Extracted text:
Angry residents of Oxford Street want to be able to park outside their homes - and they are willing to pay for the privilege.
They have handed over a petition asking that their road is included in the council’s controlled parking zone - which stops visitors from parking their cars there for more than an hour.
If they get their way, the residents will have to cough up £25 each year for a permit - but they say it is a price worth paying to stop the traffic problems on their doorstep.
Resident Paul Atkinson said: “We are sick to death of it. We don’t expect to be able to park right outside our houses, but we should be able to park on the same street.
“We get people who work at the town hall, the magistrates' court and other nearby businesses leaving their cars on Oxford Street all day, and it becomes gridlocked, especially at the start and end of the school day.
“Moorfield Road car park is not far away but people won’t pay to use it, and laziness stops other people walking further away and walking.”
Oxford Street is the nearest road to town centre not to be included in the zone.
A 12-point petition was presented to East Riding of Yorkshire Council’s enviornment and regeneration overview and scrutiny sub-committee, which met in Beverley last Wednesday.
The residents’ evidence included:
○ Oxford Street is a dead-end road with a main entrance to Quay Academy. The ability to conduct a turn in the road is restricted due to the amount of non- resident vehicles on the road.
The practice of reversing up the street is unsafe and compromises the safety of pedestrians at key school access times.
○ Residents' day-to-day activities are compromised. We have all encountered difficulties with planning any deliveries of goods to our houses often arranging delivery outside of usual working days and hours.
○ Due to recent surgery, one resident’s family struggles were impacted by the lack of parking.
The physical ability needed to move a mobility scooter from their house to the boot of their car was exasperated due to the lack of parking and consideration of commuters.
The petition, which was handed over to the council committee by Coun Margaret Chadwick, also claimed dustbin lorries had problems with access and that a recent police incident when the street had to be evacuated, highlighted how many of the vehicles did not belong to residents.
Local people have campaigned for two years to be included in the CPZ and say they are 'no longer willing to be ignored'.
They said the last review in February claimed the street did not meet all of the relevant criteria but the residents dispute this and have the support of local PCSO Becky Brown.

Using the information:
A: In the Oxford Street parking article, copy the passage starting at "The residents’ evidence" and ending at "school access times.", swapping "dead-end road" for "cul-de-sac".
B: According to the Oxford Street parking article, how much would each resident have to pay per year for a permit?
C: Name every person identified by name in the Oxford Street parking article.
The data has no connection to the article about Oxford Street parking.

Entries shown:
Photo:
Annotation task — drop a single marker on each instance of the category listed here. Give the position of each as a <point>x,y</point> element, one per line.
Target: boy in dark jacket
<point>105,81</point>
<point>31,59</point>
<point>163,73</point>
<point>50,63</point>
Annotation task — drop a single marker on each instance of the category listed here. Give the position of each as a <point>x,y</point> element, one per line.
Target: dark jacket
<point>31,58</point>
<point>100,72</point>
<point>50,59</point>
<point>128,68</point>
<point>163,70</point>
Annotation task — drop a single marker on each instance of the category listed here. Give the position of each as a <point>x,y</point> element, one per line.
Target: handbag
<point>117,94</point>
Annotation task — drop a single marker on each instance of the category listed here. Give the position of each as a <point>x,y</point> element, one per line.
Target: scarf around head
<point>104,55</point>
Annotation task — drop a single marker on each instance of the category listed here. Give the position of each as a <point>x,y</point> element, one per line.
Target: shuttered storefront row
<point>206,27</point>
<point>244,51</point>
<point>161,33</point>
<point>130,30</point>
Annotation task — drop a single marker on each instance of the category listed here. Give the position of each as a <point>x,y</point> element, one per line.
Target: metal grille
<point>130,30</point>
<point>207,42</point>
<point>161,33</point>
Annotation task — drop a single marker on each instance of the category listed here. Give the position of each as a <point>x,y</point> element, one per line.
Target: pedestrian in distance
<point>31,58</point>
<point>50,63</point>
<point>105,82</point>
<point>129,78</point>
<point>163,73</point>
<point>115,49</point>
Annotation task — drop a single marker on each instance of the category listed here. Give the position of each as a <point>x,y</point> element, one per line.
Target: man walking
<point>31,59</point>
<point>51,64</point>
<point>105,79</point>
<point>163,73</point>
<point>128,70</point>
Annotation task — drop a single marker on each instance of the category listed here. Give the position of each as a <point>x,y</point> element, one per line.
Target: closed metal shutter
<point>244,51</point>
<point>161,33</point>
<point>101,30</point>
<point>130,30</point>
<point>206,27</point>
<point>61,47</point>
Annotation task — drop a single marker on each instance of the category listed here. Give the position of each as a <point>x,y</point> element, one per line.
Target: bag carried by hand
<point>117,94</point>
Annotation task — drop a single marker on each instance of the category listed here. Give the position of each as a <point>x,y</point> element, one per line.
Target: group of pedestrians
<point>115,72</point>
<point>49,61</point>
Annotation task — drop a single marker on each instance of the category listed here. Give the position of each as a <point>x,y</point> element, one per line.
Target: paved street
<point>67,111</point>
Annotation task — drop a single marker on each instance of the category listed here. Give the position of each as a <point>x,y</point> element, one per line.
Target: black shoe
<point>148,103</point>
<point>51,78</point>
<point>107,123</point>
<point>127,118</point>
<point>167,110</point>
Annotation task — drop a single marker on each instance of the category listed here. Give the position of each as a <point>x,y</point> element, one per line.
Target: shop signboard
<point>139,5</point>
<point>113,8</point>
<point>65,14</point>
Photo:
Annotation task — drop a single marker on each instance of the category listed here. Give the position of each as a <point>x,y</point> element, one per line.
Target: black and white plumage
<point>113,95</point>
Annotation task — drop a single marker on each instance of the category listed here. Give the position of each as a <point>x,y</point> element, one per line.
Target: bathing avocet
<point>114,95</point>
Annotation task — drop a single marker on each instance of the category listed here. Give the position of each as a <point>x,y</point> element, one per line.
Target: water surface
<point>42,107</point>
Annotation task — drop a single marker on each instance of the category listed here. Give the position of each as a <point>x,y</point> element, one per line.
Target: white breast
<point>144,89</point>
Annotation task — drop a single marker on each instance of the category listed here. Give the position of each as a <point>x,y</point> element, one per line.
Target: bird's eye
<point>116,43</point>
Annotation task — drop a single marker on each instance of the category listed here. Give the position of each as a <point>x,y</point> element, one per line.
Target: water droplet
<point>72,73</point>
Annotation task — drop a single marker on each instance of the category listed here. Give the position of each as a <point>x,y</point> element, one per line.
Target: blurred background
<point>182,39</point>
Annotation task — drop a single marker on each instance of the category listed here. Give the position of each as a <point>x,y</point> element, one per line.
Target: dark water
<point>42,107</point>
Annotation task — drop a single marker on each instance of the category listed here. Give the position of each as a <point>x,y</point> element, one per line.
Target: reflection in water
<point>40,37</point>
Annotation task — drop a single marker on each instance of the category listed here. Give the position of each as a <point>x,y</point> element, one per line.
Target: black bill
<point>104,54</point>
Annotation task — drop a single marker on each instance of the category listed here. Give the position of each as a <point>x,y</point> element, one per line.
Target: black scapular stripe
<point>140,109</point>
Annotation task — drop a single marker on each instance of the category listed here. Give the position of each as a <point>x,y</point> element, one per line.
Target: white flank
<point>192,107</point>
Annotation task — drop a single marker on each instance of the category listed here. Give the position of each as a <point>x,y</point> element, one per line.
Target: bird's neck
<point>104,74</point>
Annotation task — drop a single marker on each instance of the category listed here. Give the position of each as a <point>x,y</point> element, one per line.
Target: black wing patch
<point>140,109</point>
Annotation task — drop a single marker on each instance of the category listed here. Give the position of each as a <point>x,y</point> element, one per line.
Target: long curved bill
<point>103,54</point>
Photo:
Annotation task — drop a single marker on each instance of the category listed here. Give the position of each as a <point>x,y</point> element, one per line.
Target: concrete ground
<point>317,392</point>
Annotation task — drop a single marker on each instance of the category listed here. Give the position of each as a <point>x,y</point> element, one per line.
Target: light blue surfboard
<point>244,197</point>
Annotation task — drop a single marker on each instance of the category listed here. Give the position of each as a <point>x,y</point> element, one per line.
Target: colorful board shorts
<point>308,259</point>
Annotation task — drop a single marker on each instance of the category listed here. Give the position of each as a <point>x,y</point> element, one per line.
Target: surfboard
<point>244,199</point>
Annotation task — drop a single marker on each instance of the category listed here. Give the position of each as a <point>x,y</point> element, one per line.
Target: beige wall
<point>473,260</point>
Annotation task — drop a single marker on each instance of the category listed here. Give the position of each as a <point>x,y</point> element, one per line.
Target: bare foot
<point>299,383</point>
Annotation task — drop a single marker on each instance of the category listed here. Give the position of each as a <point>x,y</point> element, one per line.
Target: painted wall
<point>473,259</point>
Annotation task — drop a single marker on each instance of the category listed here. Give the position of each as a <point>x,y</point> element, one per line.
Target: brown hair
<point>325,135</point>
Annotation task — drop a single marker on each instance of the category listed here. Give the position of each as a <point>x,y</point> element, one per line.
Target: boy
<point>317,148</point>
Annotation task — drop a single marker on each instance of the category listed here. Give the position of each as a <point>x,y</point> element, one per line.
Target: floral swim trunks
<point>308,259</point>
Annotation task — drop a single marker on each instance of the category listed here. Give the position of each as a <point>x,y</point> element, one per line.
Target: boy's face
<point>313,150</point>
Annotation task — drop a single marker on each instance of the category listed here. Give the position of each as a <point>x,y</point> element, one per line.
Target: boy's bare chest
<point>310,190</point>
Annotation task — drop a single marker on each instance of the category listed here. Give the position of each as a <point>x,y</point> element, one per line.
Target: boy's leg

Task-by-task results:
A:
The residents’ evidence included:
○ Oxford Street is a cul-de-sac with a main entrance to Quay Academy. The ability to conduct a turn in the road is restricted due to the amount of non- resident vehicles on the road.
The practice of reversing up the street is unsafe and compromises the safety of pedestrians at key school access times.

B: £25 each year.

C: Paul Atkinson, Coun Margaret Chadwick, PCSO Becky Brown